=== WHAT IS BEING ASKED ===
A word-for-word restatement of every record is required.

=== INFORMATION SUPPLIED ===
----------------

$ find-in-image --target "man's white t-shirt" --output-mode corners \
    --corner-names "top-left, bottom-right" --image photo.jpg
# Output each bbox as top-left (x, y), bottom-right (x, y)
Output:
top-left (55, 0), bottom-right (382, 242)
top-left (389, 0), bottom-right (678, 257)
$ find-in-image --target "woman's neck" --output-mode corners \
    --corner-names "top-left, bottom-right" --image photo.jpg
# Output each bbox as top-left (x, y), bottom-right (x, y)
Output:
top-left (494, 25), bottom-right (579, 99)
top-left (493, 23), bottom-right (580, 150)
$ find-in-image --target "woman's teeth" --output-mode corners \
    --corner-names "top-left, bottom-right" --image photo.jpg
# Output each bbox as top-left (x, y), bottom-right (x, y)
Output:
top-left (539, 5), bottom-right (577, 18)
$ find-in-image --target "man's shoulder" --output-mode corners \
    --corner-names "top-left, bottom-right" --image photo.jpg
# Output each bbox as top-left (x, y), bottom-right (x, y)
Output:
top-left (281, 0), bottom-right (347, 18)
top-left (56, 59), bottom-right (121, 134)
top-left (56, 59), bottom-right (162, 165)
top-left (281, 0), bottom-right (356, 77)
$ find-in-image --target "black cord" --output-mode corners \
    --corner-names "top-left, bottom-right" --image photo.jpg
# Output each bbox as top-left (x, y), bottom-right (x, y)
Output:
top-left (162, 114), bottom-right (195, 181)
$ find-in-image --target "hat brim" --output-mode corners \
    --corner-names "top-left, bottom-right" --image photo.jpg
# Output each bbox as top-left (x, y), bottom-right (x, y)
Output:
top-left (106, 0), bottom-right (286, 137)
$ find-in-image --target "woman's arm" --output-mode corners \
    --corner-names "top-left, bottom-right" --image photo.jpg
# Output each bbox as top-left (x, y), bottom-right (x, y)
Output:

----------------

=== RESULT OF THE TASK ===
$ find-in-image --target "man's white t-shirt" --output-mode corners \
    --corner-names "top-left, bottom-right" --image photo.jpg
# Output each bbox as top-left (x, y), bottom-right (x, y)
Output:
top-left (55, 0), bottom-right (382, 242)
top-left (389, 0), bottom-right (678, 257)
$ find-in-image --target "woman's neck" --output-mode corners \
    --corner-names "top-left, bottom-right" --image photo.jpg
# Output each bbox as top-left (x, y), bottom-right (x, y)
Output:
top-left (494, 25), bottom-right (579, 99)
top-left (493, 23), bottom-right (580, 150)
$ find-in-image --target "woman's teeth" --output-mode corners \
    --corner-names "top-left, bottom-right" --image photo.jpg
# Output each bbox as top-left (x, y), bottom-right (x, y)
Output:
top-left (539, 5), bottom-right (577, 18)
$ find-in-image --target "man's shoulder" --output-mode corners \
    --corner-names "top-left, bottom-right" --image photo.jpg
# Output each bbox as top-left (x, y), bottom-right (x, y)
Output:
top-left (281, 0), bottom-right (347, 18)
top-left (56, 59), bottom-right (121, 134)
top-left (56, 59), bottom-right (162, 165)
top-left (281, 0), bottom-right (356, 77)
$ find-in-image --target "black cord" --output-mode corners \
    --corner-names "top-left, bottom-right" --image photo.jpg
# Output each bbox as top-left (x, y), bottom-right (x, y)
Output:
top-left (162, 114), bottom-right (195, 181)
$ find-in-image --target "hat brim" --output-mode corners \
    --corner-names "top-left, bottom-right" --image photo.jpg
# Output each bbox as top-left (x, y), bottom-right (x, y)
Output:
top-left (106, 0), bottom-right (286, 137)
$ find-in-image --target "woman's arm" --output-mode corners \
    --corner-names "top-left, bottom-right" --image photo.jpg
# Output each bbox as top-left (x, y), bottom-right (x, y)
Output:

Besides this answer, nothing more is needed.